Look below and pull out each line with the word "broad".
* * *
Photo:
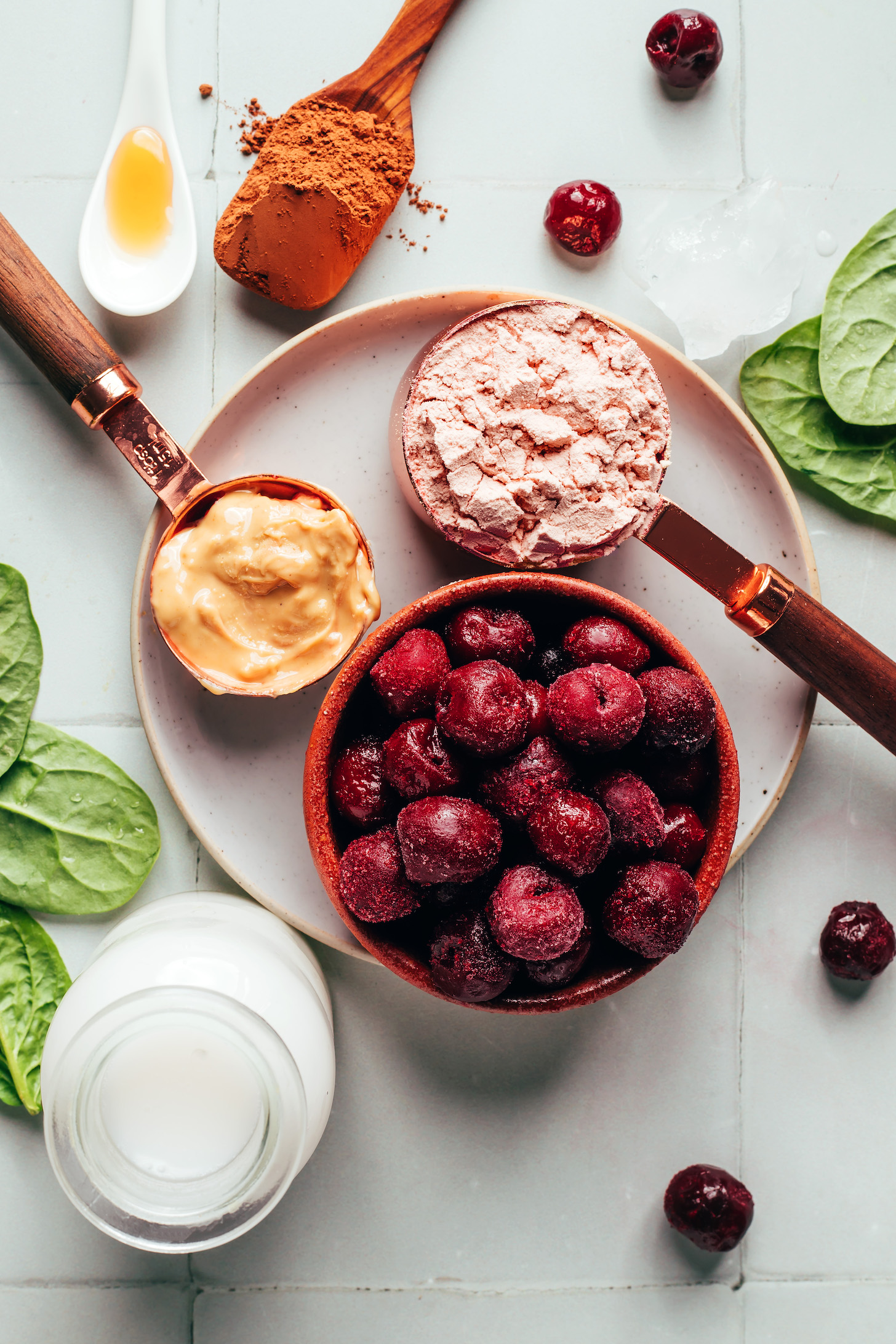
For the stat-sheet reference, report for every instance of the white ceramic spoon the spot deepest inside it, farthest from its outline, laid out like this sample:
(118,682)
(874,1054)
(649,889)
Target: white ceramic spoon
(121,282)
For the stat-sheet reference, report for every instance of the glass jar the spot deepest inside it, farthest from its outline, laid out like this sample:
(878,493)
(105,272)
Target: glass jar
(188,1073)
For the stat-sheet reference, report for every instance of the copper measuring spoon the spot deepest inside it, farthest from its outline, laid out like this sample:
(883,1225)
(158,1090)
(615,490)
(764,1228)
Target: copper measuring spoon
(781,617)
(85,370)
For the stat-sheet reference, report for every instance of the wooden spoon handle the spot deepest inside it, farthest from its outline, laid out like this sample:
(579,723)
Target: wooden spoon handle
(45,323)
(387,77)
(824,651)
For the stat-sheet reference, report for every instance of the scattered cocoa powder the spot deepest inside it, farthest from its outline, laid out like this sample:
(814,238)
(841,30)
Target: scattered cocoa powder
(321,188)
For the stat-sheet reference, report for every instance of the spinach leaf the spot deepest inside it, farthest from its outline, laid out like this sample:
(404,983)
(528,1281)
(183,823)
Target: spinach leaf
(9,1093)
(33,980)
(20,660)
(77,836)
(857,356)
(782,391)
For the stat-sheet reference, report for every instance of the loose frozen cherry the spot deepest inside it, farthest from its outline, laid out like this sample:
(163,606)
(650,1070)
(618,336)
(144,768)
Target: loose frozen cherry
(466,962)
(680,711)
(537,700)
(596,709)
(562,970)
(515,788)
(653,909)
(359,786)
(672,776)
(447,841)
(372,882)
(634,814)
(481,632)
(534,916)
(686,839)
(418,761)
(409,675)
(684,47)
(548,664)
(482,707)
(857,943)
(583,217)
(599,639)
(570,831)
(708,1206)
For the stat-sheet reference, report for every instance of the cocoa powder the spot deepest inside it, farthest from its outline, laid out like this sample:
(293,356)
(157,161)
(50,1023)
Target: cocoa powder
(316,198)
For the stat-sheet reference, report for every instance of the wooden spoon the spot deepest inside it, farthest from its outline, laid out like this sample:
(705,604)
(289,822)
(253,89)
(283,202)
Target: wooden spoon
(327,182)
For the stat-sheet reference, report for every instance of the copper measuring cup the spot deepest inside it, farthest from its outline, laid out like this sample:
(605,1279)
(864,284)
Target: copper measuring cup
(84,369)
(762,601)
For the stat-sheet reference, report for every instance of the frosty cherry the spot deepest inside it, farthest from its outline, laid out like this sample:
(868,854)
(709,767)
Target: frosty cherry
(684,47)
(465,960)
(358,785)
(857,943)
(708,1206)
(407,676)
(447,841)
(653,909)
(534,914)
(372,882)
(583,217)
(481,632)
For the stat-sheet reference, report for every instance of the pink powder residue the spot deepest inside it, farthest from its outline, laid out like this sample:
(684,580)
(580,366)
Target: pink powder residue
(538,436)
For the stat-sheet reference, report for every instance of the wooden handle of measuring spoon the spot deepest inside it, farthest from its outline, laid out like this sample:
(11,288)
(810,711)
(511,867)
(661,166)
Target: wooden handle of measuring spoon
(383,84)
(42,319)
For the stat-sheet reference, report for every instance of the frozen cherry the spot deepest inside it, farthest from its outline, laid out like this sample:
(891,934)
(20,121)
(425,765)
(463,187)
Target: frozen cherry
(674,777)
(534,914)
(418,761)
(686,839)
(465,960)
(482,707)
(634,814)
(447,841)
(857,943)
(562,970)
(409,675)
(680,710)
(583,217)
(599,639)
(372,882)
(548,664)
(515,788)
(480,632)
(708,1206)
(596,709)
(570,831)
(653,909)
(537,700)
(359,786)
(684,47)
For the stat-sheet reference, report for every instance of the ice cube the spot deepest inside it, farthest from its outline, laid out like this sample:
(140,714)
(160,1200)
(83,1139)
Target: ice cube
(729,272)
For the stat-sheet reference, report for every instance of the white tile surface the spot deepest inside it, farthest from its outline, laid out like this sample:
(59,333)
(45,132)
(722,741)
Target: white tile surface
(698,1316)
(486,1178)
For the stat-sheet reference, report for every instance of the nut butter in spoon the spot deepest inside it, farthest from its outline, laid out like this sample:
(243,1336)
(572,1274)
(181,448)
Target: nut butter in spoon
(329,174)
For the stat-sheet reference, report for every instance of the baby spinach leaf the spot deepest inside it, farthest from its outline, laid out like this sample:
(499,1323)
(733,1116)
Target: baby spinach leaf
(20,660)
(77,836)
(857,356)
(9,1093)
(33,980)
(782,391)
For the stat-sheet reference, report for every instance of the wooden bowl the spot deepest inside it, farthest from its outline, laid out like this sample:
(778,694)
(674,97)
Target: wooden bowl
(561,600)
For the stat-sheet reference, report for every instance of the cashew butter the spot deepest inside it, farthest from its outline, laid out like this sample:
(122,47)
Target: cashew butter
(265,593)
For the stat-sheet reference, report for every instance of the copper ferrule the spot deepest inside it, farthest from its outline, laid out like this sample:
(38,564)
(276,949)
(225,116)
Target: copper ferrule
(762,602)
(108,390)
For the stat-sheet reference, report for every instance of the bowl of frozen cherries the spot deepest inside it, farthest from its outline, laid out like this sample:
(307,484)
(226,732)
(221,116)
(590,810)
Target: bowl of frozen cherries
(522,793)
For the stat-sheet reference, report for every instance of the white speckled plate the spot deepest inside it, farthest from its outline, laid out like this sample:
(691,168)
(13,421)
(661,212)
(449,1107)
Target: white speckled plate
(319,409)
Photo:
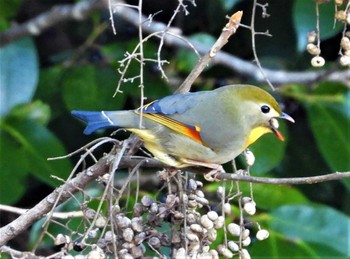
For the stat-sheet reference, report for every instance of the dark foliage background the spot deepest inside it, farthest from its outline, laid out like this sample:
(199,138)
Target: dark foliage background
(43,78)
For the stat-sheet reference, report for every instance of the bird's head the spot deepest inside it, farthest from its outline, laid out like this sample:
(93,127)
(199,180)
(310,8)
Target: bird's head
(262,113)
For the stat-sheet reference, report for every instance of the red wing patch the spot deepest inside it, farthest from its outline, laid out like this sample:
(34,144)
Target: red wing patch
(193,132)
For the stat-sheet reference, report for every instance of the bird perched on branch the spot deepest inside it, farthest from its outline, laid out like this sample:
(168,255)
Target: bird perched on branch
(206,128)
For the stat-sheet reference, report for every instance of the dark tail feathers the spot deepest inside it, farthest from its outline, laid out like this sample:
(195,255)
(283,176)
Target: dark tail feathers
(94,120)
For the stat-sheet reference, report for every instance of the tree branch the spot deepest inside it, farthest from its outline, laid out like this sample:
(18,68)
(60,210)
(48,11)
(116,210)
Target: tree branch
(81,10)
(103,166)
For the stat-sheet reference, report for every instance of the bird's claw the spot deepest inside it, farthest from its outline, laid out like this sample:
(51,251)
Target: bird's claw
(211,176)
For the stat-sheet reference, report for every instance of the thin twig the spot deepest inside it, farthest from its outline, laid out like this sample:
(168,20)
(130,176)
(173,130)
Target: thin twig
(229,29)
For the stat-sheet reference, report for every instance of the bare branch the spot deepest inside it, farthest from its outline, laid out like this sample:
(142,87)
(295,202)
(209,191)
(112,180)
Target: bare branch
(229,29)
(57,215)
(103,166)
(67,12)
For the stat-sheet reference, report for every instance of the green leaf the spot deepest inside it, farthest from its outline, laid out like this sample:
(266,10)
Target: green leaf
(36,111)
(269,151)
(13,168)
(304,18)
(317,225)
(19,74)
(50,89)
(91,88)
(330,127)
(38,144)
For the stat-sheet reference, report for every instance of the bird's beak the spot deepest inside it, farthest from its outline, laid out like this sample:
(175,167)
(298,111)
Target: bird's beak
(287,117)
(274,125)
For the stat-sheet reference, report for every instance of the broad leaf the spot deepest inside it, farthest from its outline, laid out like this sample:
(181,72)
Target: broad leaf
* * *
[Result below]
For the stat-sheet reference, report for every instance of the broad leaf the spot deepest inside it, farthest from its outline, laid out like this sample:
Target: broad leaf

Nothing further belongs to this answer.